> [TASK PROMPT] Repeat the passage of the essay about being pregnant abroad, starting at "4th month: Dream" and ending at "roles as parents.", word for word.

> [READING TEXT]
------------------------------------------------------------------------
BY ANNE QUINTOS
I've always wondered why it takes so long for women to carry their offsprings in their wombs. Sure, other animals like dolphins and sharks have longer gestation periods. For perplexed young adults like me, however, nine months seemed like an eternity to bear.
Now that I'm pregnant, what I thought was an eternity seemed to move like a speed train. And pregnancy, like a speed train, has been exciting, nauseating (literally!), expensive, disorienting, and amazing! This is why I would like to share my story, hoping to shed some guiding light for overseas Filipino moms-to-be. Even though it can be quite a struggle to get pregnant abroad, it's definitely all worth the ride. (Read first trimester post here.)
4th month: Dream book (financial goals) rewritten
In another post, I mentioned that my husband and I keep a dream journal where we scribble and write our plans for the years to come. Two months after our baby news, we were dumbfounded to realize that most of the dreams and plans written no longer fit in our new roles as parents.
So, we flipped a new page and started planning again with these objectives in mind: Scratch out the travel plans and delay it for a few years. Trim down our holiday wishlists. Strengthen our investment portfolio for our baby's future. Stick to what's essential.
------------------------------------------------------------------------
> [EXERCISE DATA]
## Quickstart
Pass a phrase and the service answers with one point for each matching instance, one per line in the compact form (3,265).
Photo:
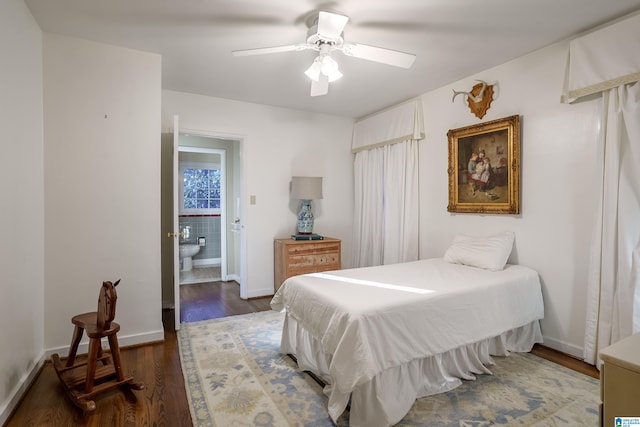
------------------------------------------------------------------------
> [THE COMPLETED TASK]
4th month: Dream book (financial goals) rewritten
In another post, I mentioned that my husband and I keep a dream journal where we scribble and write our plans for the years to come. Two months after our baby news, we were dumbfounded to realize that most of the dreams and plans written no longer fit in our new roles as parents.